■ TAREFA: Atualize somente as linhas que vão da linha com "Task: locate the number 3" até a linha com "column 1285, row 588", substituindo "graphic" por "symbol" e mantendo todo o resto sem alterações.

■ DADOS FORNECIDOS:
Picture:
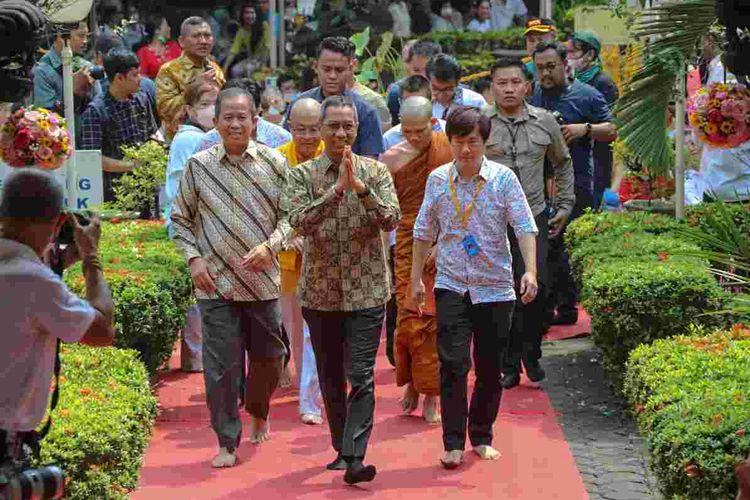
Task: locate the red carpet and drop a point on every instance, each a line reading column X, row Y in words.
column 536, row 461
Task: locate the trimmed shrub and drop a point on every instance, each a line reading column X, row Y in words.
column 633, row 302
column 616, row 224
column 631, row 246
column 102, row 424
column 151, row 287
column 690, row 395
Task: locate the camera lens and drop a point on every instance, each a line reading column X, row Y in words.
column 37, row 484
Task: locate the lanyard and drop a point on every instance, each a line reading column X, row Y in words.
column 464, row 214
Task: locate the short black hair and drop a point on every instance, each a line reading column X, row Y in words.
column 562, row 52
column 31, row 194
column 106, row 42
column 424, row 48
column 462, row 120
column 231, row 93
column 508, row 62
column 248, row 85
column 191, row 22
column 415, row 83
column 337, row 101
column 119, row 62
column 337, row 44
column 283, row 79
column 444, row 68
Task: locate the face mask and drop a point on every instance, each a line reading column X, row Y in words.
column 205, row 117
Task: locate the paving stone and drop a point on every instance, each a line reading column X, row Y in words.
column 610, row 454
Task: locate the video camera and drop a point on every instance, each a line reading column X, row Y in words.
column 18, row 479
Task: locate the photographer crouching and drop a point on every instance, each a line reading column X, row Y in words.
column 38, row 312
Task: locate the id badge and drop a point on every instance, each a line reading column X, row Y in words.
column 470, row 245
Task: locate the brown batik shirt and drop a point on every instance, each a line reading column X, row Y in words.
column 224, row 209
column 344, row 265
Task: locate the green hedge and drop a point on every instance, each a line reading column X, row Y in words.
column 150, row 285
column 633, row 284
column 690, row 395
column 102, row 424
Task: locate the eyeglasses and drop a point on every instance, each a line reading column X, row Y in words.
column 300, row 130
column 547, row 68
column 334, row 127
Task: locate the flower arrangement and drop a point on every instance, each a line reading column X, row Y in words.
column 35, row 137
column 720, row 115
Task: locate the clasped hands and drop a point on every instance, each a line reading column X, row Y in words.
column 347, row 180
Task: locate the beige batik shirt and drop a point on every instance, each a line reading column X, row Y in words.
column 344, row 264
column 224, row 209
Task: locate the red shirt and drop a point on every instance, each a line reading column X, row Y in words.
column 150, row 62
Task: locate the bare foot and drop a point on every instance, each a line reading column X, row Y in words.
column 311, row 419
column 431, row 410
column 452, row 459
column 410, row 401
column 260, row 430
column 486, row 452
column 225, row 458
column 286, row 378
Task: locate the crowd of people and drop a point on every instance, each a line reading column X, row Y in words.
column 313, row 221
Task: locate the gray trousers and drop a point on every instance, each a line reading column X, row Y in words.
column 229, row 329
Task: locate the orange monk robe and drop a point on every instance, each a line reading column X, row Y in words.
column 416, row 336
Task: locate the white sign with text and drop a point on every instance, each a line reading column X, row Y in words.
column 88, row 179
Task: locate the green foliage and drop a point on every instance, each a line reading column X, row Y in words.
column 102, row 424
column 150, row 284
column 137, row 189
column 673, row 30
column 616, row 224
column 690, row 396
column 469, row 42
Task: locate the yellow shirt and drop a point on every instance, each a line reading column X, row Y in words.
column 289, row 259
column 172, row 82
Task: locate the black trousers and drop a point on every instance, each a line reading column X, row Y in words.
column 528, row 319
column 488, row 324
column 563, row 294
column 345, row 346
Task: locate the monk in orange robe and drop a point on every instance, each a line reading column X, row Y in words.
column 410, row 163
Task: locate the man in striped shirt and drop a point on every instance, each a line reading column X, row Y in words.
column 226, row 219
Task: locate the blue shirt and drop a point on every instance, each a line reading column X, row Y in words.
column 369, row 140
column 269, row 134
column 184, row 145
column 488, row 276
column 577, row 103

==

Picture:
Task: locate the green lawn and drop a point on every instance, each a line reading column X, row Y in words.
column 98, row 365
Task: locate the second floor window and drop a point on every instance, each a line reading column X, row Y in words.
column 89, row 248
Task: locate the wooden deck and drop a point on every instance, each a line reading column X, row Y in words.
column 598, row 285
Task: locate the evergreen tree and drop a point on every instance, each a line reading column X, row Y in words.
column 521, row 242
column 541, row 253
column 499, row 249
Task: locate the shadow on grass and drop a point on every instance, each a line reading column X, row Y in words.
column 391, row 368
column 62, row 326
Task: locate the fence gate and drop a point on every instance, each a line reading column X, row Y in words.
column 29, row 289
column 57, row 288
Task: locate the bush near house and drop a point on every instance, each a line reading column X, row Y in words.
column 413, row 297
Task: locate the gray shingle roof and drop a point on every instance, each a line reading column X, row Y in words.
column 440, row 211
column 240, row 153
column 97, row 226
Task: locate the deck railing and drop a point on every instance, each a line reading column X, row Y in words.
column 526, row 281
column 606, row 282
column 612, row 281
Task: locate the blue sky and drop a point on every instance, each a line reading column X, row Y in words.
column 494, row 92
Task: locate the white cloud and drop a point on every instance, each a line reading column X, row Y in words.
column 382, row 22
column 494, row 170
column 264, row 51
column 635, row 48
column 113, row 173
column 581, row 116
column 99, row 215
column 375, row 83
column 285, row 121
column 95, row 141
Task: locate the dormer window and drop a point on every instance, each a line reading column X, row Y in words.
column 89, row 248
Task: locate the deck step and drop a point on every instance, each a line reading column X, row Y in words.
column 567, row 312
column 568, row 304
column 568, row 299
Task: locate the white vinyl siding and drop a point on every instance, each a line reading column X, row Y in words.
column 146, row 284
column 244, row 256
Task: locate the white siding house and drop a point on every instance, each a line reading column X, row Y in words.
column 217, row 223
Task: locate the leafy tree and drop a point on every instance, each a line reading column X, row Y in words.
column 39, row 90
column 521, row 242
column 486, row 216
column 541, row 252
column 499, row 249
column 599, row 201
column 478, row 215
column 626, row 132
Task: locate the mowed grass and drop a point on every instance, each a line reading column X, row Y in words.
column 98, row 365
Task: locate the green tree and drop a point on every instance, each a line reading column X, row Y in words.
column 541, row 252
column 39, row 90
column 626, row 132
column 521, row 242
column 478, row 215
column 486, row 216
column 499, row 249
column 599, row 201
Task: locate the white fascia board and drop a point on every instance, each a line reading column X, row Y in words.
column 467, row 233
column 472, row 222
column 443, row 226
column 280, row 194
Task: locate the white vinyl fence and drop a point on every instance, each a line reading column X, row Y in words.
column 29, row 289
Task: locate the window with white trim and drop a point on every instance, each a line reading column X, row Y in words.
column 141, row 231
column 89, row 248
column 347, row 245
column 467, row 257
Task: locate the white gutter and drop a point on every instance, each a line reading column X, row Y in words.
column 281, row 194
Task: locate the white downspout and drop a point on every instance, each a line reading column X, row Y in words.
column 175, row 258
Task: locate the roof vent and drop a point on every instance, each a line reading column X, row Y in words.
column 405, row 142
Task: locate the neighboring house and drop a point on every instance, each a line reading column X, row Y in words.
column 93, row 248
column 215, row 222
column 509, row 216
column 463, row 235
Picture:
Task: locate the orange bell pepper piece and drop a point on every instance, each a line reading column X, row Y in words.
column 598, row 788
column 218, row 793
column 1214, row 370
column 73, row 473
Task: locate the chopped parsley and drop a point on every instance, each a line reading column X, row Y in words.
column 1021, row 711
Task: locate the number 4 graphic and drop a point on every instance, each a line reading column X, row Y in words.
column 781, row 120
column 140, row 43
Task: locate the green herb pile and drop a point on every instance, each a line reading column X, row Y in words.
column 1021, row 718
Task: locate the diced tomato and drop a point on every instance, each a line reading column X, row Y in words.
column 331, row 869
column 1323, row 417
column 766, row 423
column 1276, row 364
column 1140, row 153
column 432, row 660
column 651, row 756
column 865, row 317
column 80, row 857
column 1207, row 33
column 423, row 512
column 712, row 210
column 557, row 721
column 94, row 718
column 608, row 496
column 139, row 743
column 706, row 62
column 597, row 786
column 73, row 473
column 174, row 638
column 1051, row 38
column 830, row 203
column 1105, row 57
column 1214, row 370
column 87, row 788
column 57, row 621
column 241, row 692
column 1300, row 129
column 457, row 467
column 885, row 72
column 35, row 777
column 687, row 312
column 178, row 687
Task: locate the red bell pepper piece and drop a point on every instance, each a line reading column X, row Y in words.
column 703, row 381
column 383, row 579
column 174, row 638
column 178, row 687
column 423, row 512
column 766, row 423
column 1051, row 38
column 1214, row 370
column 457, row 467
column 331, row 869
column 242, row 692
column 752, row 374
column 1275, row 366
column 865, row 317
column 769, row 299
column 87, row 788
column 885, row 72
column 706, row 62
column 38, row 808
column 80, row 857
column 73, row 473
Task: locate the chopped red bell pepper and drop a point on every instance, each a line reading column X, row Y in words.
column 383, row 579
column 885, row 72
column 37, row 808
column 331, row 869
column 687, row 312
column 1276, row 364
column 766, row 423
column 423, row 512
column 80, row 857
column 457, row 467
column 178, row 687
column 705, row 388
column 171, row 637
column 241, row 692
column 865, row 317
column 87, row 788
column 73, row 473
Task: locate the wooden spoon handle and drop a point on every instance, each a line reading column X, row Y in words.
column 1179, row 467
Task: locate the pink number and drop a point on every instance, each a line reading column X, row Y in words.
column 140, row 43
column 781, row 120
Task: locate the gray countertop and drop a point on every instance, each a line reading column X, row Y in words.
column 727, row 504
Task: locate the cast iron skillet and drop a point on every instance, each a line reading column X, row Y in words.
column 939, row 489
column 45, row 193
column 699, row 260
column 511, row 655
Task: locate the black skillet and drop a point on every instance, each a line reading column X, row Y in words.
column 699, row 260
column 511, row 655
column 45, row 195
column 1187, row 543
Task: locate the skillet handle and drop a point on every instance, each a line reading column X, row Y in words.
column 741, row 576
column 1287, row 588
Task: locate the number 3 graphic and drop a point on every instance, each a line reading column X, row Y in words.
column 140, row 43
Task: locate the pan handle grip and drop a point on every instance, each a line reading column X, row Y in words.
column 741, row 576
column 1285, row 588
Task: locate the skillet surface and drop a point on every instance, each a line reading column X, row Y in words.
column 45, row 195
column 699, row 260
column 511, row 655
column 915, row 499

==

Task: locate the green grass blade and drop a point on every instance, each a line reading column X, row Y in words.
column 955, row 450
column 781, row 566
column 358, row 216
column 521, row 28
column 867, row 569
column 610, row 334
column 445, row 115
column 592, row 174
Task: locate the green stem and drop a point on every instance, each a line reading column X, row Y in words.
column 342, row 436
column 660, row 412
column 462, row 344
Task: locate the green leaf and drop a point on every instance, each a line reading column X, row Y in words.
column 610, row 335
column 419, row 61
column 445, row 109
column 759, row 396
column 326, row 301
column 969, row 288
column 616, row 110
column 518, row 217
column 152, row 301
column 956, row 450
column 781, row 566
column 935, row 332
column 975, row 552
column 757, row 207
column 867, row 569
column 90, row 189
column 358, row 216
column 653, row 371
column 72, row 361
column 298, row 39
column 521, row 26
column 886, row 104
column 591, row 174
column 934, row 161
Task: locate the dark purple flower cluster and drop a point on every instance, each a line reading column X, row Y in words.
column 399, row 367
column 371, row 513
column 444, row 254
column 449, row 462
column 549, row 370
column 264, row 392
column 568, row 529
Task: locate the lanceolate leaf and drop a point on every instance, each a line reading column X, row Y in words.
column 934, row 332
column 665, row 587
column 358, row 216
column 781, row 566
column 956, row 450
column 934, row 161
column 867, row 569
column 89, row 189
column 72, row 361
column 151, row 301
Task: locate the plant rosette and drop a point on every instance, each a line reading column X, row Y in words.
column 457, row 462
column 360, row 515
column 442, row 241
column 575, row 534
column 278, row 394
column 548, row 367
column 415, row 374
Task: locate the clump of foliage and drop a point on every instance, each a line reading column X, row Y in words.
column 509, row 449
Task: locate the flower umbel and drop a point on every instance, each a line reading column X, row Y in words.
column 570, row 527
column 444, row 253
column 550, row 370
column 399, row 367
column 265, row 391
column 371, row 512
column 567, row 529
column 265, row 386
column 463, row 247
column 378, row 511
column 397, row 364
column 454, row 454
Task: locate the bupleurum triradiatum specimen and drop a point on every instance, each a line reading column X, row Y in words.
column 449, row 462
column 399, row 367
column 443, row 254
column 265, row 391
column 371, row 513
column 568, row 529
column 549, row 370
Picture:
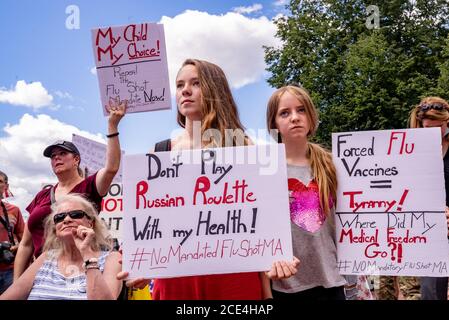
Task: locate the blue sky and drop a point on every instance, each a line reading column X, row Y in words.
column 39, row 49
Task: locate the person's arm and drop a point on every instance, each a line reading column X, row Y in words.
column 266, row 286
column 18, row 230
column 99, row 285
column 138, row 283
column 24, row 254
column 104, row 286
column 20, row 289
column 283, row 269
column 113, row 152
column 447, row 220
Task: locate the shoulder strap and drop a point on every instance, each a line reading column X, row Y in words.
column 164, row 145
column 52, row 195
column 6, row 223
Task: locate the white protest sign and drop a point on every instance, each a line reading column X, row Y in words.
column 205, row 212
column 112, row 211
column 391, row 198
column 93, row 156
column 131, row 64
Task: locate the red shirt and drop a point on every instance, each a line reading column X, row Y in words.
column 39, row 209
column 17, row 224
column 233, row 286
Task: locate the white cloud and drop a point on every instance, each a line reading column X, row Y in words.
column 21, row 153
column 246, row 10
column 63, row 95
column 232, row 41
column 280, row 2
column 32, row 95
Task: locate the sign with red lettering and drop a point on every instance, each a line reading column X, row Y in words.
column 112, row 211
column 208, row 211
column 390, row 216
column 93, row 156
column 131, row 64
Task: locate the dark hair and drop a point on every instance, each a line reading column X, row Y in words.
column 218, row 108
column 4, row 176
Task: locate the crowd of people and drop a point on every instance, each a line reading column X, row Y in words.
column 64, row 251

■ RESPOSTA:
Task: locate the number 3 symbol and drop a point on every instance, each a line reading column X, row Y in words.
column 140, row 43
Task: locate the pan handle grip and drop a point on every instance, each a line reading column X, row Y in words.
column 741, row 576
column 1285, row 588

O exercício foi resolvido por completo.